• **Travail demandé**:
1) Traduisez en anglais la phrase suivante de l'extrait sur l'intelligence artificielle : « Pascal m'a adressé ce commentaire que je reprends comme hypothèse de représentation efficace de la fonction monétaire décrite dans ce blog. »
2) Veuillez recopier à l'identique le passage de l'extrait sur l'intelligence artificielle qui va de "Mise au point" à "dans ce blog.".
3) D'après l'extrait sur l'intelligence artificielle, dans quel registre entre-t-on d'abord, avant la philosophie plus abstraite ?

• **Texte source**:
Mise au point sur l'intelligence artificielle par Pascal

Pascal m'a adressé ce commentaire que je reprends comme hypothèse de représentation efficace de la fonction monétaire décrite dans ce blog.

Il serait ici fastidieux de vous exposer mon arsenal de critiques sur l'émergentisme et la pensée de John Searle (et ses théories sur l'intelligence artificielle (IA) forte). Cela nous mènerait vers un autre registre de réflexion, moins "technique" : l'ontologie au sens métaphysique (attention à la récupération sémantique du terme, justement dans le contexte émergentiste actuel de l'IA). On entre alors plutôt dans le registre des sciences cognitives, d'abord, puis de la philosophie plus abstraite.

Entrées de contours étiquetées
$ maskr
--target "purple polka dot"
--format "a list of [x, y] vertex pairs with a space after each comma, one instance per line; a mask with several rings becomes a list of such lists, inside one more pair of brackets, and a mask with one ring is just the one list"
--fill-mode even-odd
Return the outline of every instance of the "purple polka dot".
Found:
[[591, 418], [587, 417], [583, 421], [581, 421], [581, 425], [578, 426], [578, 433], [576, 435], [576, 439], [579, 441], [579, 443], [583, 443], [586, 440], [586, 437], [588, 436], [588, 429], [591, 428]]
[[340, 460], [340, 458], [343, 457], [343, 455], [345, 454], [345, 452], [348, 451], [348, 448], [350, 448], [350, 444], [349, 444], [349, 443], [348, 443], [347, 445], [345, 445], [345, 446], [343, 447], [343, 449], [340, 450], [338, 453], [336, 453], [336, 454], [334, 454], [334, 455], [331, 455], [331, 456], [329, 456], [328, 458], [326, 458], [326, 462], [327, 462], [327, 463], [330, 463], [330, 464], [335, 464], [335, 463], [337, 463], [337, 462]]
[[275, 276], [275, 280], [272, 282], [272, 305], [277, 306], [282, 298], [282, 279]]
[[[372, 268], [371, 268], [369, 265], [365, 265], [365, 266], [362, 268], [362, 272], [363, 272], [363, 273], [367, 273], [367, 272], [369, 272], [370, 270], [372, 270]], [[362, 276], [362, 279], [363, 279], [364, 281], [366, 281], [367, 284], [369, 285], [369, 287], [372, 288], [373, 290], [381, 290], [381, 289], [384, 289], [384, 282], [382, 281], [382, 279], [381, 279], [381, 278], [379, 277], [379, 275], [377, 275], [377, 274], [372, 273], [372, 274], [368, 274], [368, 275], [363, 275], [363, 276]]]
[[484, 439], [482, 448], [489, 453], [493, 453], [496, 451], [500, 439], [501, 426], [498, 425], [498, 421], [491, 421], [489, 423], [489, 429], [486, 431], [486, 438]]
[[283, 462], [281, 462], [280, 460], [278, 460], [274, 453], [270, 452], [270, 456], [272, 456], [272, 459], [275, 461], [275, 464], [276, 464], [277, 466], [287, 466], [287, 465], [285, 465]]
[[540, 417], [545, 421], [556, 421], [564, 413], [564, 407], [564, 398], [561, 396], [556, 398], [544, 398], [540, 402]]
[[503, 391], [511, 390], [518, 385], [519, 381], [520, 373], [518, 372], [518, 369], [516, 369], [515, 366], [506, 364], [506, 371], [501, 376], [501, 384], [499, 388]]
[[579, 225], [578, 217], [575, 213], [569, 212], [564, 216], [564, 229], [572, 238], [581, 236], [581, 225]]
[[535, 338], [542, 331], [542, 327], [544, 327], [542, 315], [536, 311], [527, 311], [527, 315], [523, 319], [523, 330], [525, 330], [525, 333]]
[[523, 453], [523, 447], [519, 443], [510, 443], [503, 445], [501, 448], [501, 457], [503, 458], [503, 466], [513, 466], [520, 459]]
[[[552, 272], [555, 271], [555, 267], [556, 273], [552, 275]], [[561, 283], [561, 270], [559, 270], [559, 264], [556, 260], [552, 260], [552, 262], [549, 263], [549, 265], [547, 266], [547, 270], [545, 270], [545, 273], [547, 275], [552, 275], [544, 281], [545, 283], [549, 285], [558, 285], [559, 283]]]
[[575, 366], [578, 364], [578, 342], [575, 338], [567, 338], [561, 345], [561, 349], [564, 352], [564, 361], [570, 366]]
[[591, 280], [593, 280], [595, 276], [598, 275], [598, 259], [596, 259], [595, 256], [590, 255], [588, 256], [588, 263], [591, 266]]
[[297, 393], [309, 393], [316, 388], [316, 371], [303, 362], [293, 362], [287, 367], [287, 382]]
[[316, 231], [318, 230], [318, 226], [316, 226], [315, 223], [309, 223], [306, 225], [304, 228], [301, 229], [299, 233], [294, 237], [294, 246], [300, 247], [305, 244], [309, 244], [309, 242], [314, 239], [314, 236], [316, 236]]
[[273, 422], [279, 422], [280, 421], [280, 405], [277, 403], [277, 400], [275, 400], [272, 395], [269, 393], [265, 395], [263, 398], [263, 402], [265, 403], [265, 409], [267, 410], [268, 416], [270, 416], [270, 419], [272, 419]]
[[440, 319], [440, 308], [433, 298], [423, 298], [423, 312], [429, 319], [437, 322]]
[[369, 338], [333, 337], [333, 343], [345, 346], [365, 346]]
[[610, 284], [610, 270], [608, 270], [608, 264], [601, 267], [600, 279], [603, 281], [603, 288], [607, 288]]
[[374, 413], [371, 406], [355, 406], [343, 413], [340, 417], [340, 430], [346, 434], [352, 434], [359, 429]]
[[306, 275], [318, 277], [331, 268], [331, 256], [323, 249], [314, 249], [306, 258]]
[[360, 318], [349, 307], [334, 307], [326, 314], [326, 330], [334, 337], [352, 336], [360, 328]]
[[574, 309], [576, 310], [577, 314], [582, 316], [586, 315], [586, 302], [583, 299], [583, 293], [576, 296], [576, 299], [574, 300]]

• **Réponses par consigne**:
1) Pascal sent me this comment, which I take up as a hypothesis for an effective representation of the monetary function described in this blog.

2)
Mise au point sur l'intelligence artificielle par Pascal

Pascal m'a adressé ce commentaire que je reprends comme hypothèse de représentation efficace de la fonction monétaire décrite dans ce blog.

3) Dans le registre des sciences cognitives.